-- START OF Text segment --

Hmm, most people who’s into online storage knew about it (Download GMail Drive 1.0.20 for Windows - Filehippo.com).

But the point should have been clear: as soon as under-priced storage capacity became available people quickly coded apps that could exploit that capacity. Similarly to Gmail Drive, one could run something like a TrueCrypt locally and save that to public shares.

Whoa. I was ranting against freebies in all discussions where I noticed the idea, but this passed under my radar.
To avoid a potential tragedy, let’s create a certain tragedy!

Edit:

Scenario 1: Private Data on SAFE Network is more expensive than prevailing rate on other projects

In this case, people will tend to use SAFE for public data, which will make private data even more expensive, etc.

Scenario 2: Public Data on SAFE Network is cheaper than prevailing rate (for private data) on other projects

It makes sense to farm on other networks and post data to public SAFE Network shares (since data are already encrypted by the other network). As I mentioned elsewhere, it will make sense to sell long term contracts for storage on other networks, park them on SAFE, and retrieve them periodically for validation (if required).

-- END OF Text segment --

- [Tasks to perform]:
1. Answer these questions from the post on SAFE Network storage pricing:
(a) Which tool does the writer say one could run locally, similar to Gmail Drive?
(b) Under Scenario 1, what will people tend to use SAFE for?
(c) Under Scenario 2, what does the writer say it will make sense to sell?
2. Can you carry the post on SAFE Network storage pricing further, picking up after its last sentence?

-- START OF Data listing --

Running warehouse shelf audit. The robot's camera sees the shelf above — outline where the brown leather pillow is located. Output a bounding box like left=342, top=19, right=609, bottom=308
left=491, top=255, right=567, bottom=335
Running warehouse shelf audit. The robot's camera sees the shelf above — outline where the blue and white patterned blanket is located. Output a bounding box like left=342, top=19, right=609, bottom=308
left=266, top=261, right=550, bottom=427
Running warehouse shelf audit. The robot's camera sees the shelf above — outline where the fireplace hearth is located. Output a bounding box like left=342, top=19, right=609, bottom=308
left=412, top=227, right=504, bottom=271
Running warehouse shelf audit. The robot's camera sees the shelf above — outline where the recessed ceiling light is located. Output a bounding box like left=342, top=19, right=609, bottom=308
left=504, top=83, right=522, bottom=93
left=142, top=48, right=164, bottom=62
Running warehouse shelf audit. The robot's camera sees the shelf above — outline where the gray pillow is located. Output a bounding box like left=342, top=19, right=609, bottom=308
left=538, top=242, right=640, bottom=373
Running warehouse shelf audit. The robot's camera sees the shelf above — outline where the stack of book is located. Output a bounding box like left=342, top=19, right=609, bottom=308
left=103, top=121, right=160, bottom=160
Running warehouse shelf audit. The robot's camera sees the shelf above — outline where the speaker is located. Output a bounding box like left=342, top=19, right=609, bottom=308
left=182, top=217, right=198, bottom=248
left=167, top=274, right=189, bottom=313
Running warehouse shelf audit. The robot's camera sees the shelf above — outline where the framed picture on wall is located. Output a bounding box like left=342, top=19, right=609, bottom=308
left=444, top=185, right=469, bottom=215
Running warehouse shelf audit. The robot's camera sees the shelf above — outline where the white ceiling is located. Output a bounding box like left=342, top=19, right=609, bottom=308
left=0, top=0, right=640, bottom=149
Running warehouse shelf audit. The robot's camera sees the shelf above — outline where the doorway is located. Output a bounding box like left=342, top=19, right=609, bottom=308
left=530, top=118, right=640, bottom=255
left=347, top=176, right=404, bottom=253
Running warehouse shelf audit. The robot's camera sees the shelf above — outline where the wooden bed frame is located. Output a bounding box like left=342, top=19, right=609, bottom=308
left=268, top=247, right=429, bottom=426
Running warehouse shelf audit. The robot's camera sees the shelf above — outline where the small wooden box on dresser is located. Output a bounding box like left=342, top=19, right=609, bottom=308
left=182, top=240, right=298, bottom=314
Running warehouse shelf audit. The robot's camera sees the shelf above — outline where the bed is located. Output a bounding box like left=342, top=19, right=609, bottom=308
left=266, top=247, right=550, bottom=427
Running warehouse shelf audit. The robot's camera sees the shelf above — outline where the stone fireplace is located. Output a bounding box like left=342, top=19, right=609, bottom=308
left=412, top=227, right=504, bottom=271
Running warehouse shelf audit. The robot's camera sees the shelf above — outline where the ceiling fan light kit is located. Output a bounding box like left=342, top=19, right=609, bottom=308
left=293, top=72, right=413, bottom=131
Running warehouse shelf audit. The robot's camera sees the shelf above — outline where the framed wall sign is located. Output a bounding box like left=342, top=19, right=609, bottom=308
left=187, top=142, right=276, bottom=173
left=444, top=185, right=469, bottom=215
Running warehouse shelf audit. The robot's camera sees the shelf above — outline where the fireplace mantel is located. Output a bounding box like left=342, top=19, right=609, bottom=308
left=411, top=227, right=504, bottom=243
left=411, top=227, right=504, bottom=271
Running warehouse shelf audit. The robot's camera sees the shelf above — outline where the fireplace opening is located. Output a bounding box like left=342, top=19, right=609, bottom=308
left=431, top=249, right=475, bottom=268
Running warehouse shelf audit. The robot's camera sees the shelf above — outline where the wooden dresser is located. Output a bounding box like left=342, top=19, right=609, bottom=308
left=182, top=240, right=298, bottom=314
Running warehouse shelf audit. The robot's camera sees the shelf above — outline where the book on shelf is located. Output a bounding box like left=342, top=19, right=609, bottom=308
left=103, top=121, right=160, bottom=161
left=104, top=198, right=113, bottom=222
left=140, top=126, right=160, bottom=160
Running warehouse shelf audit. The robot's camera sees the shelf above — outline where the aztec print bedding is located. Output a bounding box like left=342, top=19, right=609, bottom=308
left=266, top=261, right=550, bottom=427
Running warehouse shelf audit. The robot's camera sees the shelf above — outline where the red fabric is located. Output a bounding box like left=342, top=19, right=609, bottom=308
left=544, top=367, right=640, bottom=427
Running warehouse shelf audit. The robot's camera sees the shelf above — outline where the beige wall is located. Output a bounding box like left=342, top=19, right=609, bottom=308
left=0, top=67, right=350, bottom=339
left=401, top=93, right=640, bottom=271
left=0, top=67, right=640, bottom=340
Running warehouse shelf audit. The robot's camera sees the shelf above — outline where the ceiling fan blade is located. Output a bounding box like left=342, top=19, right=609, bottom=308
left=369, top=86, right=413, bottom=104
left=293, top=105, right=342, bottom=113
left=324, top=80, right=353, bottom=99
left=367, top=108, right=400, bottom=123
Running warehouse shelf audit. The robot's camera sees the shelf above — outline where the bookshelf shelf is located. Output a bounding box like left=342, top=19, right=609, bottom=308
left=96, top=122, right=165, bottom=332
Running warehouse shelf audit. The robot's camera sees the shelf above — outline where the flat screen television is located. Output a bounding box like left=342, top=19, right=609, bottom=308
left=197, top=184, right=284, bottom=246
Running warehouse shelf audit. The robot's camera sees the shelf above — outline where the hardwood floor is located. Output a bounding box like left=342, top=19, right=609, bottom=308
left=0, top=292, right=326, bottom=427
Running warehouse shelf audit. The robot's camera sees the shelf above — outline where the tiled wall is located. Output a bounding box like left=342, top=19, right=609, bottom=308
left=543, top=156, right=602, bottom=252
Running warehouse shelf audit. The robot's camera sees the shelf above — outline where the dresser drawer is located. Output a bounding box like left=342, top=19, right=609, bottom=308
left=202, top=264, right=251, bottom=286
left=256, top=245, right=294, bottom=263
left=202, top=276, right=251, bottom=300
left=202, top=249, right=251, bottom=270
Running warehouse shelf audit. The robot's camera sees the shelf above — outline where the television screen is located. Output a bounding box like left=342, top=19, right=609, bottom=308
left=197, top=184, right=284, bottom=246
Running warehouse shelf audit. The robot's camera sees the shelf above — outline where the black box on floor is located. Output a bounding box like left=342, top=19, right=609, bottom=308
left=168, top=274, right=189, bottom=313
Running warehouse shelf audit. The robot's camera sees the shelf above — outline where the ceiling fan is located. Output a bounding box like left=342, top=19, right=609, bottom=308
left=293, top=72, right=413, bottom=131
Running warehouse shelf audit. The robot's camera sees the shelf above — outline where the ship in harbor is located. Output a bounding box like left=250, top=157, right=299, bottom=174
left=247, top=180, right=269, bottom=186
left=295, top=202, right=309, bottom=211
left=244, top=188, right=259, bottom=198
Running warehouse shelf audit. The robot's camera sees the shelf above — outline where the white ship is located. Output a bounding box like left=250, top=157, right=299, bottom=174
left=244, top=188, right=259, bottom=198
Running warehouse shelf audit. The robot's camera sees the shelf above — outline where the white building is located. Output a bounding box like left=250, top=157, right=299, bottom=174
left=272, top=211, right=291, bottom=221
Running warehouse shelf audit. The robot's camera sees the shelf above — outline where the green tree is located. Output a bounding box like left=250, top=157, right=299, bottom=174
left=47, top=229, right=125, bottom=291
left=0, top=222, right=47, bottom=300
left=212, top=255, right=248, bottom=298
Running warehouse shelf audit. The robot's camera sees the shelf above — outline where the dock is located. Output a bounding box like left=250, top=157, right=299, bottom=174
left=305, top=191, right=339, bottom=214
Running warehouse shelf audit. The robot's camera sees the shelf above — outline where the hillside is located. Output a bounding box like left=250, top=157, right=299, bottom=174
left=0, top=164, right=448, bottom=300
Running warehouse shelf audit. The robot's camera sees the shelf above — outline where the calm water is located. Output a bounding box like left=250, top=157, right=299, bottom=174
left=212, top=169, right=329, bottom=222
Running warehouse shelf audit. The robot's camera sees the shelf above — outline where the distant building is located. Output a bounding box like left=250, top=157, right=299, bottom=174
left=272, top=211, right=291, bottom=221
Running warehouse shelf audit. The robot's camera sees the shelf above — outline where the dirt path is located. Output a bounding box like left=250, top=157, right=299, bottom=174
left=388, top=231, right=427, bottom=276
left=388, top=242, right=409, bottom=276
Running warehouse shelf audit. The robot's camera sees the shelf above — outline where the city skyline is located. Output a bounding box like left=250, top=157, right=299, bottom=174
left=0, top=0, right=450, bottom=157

-- END OF Data listing --

- [Task results]:
1.
(a) TrueCrypt
(b) Public data
(c) Long-term contracts for storage on other networks

2.
This is quite clever! People will use this trick if they can. To be honest, I think that all data should be just treated as data. So public, private, structured and unstructured data should all cost the same to PUT. And I think I know @dirvine his weak spot, he’s looking for simplicity where he can ;-). All Vaults will have data in all categories, so as a Vault you wouldn’t feel any difference in payment.

Structured data is heavier in network load (forgot the exact reason why, I think it was related to churn mechanisms), so then I think it’s fine to make it proportionally more expensive.

As a Vault, you’ll serve say 20% structured data, and 80% public data. Let’s say the 20% structured rewards you 60% of the Safecoin when Farming and the public data 40%. What does it pay for? For you providing the Chunks, electricity etc. and some profit-margin. Now, let’s say we’ll make everything cost the same, would you get less? I don’t think so, and if so, people will only run Vaults when they get payed the fair price and some extra profit. So ALL actions the Vaults do will be in the price of Safecoin anyway. The network will balance this out IMHO.

On the other hand, when people need to pay (burn) more Safecoin to PUT structured data, there will be less Safecoin around, so the price goes up :relaxed: But after that, more people start to Farm so price should go down a bit when FR goes down. So at the end, all costs are equaled out to some Safecoin price all Vaults and PUTters are happy with. I think is doesn’t really matter.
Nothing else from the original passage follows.